Reading passage: Begin

Alphabet (NASDAQ:GOOG | GOOG Price Prediction) reported Q1 FY2026 results after the close on April 29, 2026, and investors loved what they saw. EPS came in at $5.11 against a $2.63 consensus, revenue topped estimates, and shares jumped 6.08% in early trading. The headline story might not have been Search — the segment AI was supposed to kill — but it outshone even Cloud’s monster growth.

AI Pours Gas on the Search Engine

The bear case on Google for two years was simple: ChatGPT and generative AI would hollow out Search. The Q1 numbers say the opposite. Google Search & other revenue hit $60.40 billion, up 19% year over year, with management citing queries at all-time highs as AI Overviews and AI Mode pulled users deeper into the product.

Put differently, Search alone now generates roughly $671.1 million in revenue every single day, up from $563.3 million a year ago. Google Cloud was technically the star with 63% growth and a backlog over $460 billion, but Search reaccelerating at this scale is the more important narrative shift. I liked it because it directly invalidates the loudest part of the bear thesis.

Reading passage: End
Source information: Begin

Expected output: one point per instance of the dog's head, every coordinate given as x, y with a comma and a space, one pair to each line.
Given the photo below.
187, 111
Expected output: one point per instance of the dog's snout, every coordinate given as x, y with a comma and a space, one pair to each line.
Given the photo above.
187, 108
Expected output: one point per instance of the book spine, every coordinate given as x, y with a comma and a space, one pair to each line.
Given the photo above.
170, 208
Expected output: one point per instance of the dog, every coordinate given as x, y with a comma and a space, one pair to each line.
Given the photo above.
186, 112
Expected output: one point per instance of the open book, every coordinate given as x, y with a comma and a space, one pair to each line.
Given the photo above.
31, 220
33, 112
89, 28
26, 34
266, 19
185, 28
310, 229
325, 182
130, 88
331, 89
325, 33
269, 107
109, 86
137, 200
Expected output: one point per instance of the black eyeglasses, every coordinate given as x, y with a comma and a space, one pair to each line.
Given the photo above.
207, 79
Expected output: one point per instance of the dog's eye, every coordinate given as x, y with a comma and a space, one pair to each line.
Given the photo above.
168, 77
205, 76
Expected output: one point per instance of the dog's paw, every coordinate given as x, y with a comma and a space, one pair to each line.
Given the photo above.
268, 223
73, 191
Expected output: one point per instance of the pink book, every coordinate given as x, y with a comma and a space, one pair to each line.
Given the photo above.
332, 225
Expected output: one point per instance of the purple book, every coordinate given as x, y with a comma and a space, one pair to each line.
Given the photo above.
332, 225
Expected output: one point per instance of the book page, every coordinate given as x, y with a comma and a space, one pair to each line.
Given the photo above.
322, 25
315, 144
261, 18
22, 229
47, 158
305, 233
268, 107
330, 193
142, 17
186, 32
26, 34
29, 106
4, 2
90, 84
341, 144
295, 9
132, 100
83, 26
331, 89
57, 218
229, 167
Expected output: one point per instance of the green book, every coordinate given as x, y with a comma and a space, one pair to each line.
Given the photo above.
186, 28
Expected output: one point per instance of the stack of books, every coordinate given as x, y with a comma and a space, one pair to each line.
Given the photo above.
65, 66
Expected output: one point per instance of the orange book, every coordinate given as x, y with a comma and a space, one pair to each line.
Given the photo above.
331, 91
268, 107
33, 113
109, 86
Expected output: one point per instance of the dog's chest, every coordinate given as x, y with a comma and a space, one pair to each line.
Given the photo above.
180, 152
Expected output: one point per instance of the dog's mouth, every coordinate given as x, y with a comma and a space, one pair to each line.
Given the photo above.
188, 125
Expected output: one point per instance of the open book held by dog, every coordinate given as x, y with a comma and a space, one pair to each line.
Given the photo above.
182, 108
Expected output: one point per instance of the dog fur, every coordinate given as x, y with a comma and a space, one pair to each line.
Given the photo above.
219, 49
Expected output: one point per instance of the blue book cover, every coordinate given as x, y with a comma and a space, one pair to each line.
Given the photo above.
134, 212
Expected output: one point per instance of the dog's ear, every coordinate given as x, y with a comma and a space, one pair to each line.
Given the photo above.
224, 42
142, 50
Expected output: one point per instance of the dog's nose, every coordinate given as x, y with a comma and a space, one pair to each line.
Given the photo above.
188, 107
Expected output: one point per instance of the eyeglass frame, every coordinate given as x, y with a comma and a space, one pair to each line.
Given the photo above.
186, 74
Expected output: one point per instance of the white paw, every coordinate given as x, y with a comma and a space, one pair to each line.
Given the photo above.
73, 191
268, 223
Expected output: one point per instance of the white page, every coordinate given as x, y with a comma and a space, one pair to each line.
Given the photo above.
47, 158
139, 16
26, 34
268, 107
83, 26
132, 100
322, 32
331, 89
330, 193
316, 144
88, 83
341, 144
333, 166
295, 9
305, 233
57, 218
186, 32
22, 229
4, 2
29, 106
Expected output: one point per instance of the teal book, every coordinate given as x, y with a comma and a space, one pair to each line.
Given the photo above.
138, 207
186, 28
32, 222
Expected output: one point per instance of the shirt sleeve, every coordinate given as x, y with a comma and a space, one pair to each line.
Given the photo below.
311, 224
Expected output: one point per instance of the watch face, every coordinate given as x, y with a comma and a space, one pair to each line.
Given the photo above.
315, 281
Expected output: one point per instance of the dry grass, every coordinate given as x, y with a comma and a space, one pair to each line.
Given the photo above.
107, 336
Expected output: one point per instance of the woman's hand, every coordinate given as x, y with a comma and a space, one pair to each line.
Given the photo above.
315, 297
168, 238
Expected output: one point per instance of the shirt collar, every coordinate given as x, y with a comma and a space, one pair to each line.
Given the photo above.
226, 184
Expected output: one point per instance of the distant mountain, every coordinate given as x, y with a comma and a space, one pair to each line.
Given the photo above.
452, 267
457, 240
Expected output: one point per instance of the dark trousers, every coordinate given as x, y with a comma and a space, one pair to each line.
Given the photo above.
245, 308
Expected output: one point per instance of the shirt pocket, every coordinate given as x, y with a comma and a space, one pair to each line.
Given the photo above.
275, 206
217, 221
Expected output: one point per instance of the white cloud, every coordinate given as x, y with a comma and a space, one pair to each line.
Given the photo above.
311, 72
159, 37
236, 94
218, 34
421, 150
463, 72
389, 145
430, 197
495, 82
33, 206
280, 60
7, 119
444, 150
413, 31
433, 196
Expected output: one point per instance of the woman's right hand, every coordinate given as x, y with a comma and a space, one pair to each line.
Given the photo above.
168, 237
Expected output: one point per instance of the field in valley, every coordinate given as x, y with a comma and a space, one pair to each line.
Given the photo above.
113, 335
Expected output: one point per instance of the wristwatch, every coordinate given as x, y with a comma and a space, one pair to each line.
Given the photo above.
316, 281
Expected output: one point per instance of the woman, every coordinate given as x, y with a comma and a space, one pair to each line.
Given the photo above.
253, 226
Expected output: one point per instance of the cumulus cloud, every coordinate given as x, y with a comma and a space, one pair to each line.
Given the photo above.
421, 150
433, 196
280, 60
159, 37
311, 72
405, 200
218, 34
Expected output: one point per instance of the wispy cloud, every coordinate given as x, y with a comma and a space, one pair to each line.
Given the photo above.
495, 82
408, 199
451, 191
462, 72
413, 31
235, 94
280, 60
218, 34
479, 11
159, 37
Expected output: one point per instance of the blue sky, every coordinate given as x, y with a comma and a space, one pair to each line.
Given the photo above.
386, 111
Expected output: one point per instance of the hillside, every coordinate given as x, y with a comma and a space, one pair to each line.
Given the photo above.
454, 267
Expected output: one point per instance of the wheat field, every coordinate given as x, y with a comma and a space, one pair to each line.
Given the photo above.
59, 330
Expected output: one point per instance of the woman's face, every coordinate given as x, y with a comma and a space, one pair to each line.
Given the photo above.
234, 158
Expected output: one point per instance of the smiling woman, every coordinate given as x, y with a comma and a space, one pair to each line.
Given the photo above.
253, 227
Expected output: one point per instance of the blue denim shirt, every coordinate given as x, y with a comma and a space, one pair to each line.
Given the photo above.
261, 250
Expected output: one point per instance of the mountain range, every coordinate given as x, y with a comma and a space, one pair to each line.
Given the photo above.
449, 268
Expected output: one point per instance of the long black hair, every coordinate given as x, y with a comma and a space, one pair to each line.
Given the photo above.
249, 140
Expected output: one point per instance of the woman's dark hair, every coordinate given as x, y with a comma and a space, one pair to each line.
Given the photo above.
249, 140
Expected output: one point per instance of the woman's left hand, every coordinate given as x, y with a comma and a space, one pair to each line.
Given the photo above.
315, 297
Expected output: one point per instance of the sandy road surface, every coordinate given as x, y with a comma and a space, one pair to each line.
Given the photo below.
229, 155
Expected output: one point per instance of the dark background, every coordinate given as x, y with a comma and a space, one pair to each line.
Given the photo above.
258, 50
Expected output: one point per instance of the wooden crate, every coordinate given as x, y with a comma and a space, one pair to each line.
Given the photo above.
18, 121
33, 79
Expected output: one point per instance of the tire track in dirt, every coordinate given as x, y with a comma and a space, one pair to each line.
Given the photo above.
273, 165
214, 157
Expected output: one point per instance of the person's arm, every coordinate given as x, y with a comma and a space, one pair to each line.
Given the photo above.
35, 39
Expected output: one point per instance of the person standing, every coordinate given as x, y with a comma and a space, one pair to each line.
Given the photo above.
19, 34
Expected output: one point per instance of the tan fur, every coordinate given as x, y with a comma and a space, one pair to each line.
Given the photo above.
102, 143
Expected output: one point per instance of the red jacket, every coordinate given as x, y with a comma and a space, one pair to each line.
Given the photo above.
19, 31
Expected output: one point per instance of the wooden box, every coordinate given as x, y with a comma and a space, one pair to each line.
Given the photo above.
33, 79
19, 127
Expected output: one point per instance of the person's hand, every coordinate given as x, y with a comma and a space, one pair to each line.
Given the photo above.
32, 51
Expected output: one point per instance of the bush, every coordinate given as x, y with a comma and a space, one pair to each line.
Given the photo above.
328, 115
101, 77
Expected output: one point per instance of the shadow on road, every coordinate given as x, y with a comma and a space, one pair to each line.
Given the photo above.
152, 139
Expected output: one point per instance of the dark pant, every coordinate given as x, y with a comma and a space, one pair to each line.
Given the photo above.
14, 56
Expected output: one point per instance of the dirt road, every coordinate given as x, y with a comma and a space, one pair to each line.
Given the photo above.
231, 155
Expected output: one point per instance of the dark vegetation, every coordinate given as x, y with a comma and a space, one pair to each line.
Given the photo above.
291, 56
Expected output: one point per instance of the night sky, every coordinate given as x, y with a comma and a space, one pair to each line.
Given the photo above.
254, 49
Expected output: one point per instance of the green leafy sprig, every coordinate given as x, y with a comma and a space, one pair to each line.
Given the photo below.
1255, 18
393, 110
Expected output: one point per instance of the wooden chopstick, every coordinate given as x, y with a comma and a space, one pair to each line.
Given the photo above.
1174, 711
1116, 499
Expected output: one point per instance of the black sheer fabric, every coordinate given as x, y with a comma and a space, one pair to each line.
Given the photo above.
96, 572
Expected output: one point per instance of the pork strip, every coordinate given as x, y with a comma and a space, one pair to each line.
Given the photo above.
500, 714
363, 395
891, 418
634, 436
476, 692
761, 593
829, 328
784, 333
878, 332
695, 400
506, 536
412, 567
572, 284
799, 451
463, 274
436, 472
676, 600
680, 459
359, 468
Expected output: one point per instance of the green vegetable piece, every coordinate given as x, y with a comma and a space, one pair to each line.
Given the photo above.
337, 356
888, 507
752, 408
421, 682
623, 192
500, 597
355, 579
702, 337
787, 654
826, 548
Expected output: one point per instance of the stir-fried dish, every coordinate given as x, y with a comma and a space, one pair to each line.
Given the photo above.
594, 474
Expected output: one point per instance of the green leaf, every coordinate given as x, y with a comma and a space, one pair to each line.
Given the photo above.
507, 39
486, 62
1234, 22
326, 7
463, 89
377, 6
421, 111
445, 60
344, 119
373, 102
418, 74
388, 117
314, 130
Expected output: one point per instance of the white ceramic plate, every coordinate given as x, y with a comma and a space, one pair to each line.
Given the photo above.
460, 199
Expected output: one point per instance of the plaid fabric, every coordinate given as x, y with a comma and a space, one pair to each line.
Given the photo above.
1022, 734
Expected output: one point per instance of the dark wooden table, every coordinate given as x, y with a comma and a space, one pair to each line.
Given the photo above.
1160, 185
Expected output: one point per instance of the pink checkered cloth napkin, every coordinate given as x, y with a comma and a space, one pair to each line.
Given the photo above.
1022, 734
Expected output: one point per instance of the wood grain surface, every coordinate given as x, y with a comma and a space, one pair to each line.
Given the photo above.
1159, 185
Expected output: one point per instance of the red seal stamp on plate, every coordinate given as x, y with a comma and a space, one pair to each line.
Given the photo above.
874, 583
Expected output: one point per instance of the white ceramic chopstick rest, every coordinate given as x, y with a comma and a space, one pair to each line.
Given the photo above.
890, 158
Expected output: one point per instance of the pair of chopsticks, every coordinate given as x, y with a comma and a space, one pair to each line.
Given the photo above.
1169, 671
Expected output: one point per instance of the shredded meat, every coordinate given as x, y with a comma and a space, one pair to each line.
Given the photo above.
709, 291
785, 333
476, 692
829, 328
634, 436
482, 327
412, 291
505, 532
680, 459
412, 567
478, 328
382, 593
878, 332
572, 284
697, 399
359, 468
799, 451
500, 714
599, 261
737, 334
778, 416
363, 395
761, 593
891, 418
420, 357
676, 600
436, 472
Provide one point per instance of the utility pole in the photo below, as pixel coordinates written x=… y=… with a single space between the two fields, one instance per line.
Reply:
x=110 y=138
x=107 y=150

Source information: End

Problem statement -
Answer these about the article on Alphabet's first-quarter results:
1. What earnings per share did Alphabet report, and what was the consensus estimate?
2. What did Google Search & other revenue reach, and how much did it grow year over year?
3. How large is Google Cloud's backlog?

Answer to the problem -
1. $5.11, against a $2.63 consensus.
2. $60.40 billion, up 19%.
3. Over $460 billion.